§ GOAL: Copy out every line of the listing below verbatim, with no changes.

Object detection data
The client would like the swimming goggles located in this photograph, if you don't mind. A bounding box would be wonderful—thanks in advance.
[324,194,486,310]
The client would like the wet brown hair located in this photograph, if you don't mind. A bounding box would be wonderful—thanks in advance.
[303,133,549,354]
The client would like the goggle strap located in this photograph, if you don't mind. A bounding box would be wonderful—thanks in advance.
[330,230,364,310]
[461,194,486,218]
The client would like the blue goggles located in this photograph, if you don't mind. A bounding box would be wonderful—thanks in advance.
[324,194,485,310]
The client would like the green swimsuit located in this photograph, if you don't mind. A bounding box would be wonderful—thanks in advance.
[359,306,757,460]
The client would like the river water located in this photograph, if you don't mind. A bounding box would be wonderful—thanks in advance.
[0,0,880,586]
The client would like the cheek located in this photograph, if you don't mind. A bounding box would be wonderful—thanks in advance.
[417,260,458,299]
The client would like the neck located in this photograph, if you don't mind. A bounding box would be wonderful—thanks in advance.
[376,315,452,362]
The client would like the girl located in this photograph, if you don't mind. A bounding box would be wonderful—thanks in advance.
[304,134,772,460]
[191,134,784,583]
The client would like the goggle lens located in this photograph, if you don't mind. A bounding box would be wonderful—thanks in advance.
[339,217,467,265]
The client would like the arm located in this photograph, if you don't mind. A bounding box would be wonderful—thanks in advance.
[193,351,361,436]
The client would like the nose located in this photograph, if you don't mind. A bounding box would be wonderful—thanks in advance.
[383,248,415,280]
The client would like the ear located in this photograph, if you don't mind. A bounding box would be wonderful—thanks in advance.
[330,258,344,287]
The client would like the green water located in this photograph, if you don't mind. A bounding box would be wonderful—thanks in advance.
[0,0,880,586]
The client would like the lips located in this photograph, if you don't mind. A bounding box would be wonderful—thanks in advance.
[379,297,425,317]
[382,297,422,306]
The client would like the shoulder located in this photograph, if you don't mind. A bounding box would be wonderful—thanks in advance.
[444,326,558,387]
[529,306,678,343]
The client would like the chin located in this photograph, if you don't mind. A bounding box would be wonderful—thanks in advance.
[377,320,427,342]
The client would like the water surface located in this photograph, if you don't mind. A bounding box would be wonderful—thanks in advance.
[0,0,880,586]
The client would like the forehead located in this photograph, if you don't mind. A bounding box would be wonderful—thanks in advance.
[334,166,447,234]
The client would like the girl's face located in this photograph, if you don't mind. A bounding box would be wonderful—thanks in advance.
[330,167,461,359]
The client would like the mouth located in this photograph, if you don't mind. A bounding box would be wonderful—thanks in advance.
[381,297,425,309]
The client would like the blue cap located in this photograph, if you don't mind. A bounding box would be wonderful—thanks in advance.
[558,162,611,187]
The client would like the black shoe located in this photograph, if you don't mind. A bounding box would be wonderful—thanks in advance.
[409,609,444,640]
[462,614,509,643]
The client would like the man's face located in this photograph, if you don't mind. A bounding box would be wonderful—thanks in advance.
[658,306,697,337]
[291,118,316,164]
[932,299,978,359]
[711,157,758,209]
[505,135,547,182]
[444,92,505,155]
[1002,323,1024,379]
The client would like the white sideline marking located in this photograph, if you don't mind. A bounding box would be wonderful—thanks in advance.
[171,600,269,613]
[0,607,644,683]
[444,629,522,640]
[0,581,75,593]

§ TASK SOLUTION:
The client would like the swimming goggles located in this photograph, if you don't mind. A bounding box would be wonderful—thanks in advance.
[324,194,486,310]
The client would like the wet brown hair located in this photograph, if you don't mind. A bounding box would be wonderful—thanks in advance.
[303,133,549,354]
The client would like the goggle strap located in this photograph, if you don't mind. A bounding box would be wonderful—thanks in advance.
[330,230,364,310]
[461,194,486,218]
The client would like the blue goggles located in this photograph, if you don't mind. A bounding box would be wonderful—thanks in advance.
[324,194,485,310]
The client would like the green swimsuit located in this photograph, if you don't mind. A bounding box would be wonderful—thanks in advance.
[359,306,757,460]
The client would like the river water located in this photograph, if you don't mind. A bounding box would be wonderful—thanks in advance.
[0,0,880,586]
The client would like the cheek located in this photograph, if you don't mind. A bounding box would be wonderful—thanks in advance.
[417,260,458,299]
The client would like the neck located in this photograph, if you don't mind. A bounding box would be wonderful—thanks in advance.
[376,315,452,362]
The client would like the girl located in this photograph, if you don't mind. A bounding box would be wonderful—thanks in advance.
[304,134,772,460]
[191,134,784,583]
The client would like the goggle lens located in this photograph, if you don't mind. A bounding box would be wonderful—thanks in advance.
[339,217,467,265]
The client would like the arm located in this photograph, if you don't mind. A bounding box would be wonderful—thanks in advance.
[193,351,361,436]
The client would like the nose located in this photograph, if you don't mind. A bounding box would be wonderful—thanks in advance.
[383,248,415,280]
The client would like the ear located in this photograph, if you don't mind. A bounding box would be wonderful—thanks in advance.
[330,258,344,287]
The client would like the green water located in this photograph, if you don't mind. A bounding box would be wonderful—thanks in advance.
[0,0,880,586]
The client would like the lips located in this photograph, if you don't mind. A bounding box would be wonderful—thanks in advance.
[379,297,425,317]
[382,297,422,306]
The client would like the shoulder located in this photograph, if you don't mind. A bounding box would be wonderful—thanks in advance.
[444,326,558,387]
[529,306,678,343]
The client would like the chin located in this photograph, if you don't mind. A bounding box would be wonderful—thanks in advance.
[377,320,427,342]
The client would like the water surface located in this photograph, if you don't mind. A bounding box would be wonderful—thanks in advance.
[0,0,880,586]
The client would like the forehead located in this photograph, if you don't mind. A bounding box would be wonderful—thanks in advance.
[334,166,447,234]
The client would like the girl's face located in this photograph, if you don't mind. A bounding box would be wonderful—thanks in advance.
[330,167,461,359]
The client would like the mouth located in this photograph, if you don't mind. A bounding box would be wonderful—thanks in advance.
[381,297,425,309]
The client would like the blue cap located in this photograph, if you don't mind. A bounding box would be wonderful—thanks in advance.
[558,162,611,187]
The client would like the black shoe located in this photograph, if you don't mind. A bounding box would be wonderful—thanks in advance.
[409,609,444,640]
[462,614,509,643]
The client would like the man's face located in this photograph, if you don't mind. A bounding box would be wonderful—thanks in advance.
[658,306,697,337]
[291,118,316,164]
[932,299,978,359]
[711,157,758,209]
[505,135,547,182]
[444,92,505,155]
[1002,323,1024,379]
The client would like the white sideline marking located in this photograph, if you don't mind. A bounding box would be wonderful—thanks in advance.
[171,600,269,613]
[0,607,644,683]
[444,629,522,640]
[0,581,75,593]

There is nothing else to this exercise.